OBJECTIVE — Give the stretch of the data below, from the line containing "Put a marker on each instance of the red shorts" through the end of the data, as a JSON list of strings. Include both ends, use one string per line, and leave out blank lines.

DATA TO PROCESS —
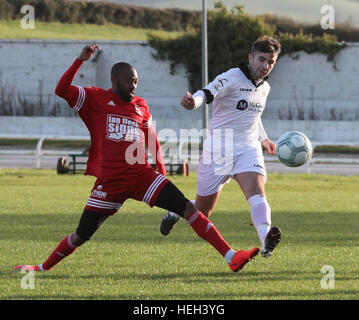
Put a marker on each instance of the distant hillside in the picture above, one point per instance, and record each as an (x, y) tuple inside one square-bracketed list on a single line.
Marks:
[(307, 11)]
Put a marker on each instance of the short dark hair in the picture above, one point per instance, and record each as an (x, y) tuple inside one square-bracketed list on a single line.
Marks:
[(266, 44), (118, 67)]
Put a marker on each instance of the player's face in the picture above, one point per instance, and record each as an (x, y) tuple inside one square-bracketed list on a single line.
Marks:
[(261, 64), (126, 84)]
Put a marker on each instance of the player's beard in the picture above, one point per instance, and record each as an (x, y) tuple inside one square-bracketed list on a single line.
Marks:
[(126, 95)]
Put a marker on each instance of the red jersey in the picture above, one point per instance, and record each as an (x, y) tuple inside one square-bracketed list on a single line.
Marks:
[(118, 129)]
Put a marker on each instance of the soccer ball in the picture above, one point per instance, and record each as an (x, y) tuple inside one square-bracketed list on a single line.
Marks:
[(294, 149)]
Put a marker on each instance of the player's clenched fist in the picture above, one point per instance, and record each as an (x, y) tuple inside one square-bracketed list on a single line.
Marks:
[(88, 51), (188, 101)]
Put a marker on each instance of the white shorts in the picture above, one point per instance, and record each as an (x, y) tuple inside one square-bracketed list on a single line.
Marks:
[(215, 170)]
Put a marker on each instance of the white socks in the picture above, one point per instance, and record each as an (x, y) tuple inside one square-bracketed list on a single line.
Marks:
[(261, 215)]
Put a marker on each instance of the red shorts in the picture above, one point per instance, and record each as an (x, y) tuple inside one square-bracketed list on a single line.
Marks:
[(108, 196)]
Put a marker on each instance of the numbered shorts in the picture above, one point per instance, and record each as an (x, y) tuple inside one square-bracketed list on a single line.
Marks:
[(215, 169), (108, 196)]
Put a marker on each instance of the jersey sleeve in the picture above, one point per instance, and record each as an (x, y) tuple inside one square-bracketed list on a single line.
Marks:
[(218, 85), (74, 95), (152, 142)]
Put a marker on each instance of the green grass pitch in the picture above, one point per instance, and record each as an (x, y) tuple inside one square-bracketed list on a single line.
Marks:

FINISHED TASK —
[
  "Put a marker on each instance of the red shorts in the picture above, one point per instance, and record each as an (x, y) tuple inside one square-bracketed list on a single line.",
  "Marks:",
  "[(108, 196)]",
  "Put a marker on each instance of the numbered shorts in the picture above, one point per instance, and record each as an (x, y) tuple inside one square-bracketed list on a single line.",
  "Marks:",
  "[(215, 169), (108, 196)]",
  "Put a marker on each instance of the jersey sleeve in the picture above, one point per instance, and record each as an (x, y) tuple inside one square-bracketed list on a single line.",
  "Marks:",
  "[(218, 85), (74, 95), (152, 142)]",
  "Put a marker on each instance of the green grass pitch in the picture above, one point per instance, and record each as an (x, y) tuple inside one square-bracketed list on a single line.",
  "Marks:"
]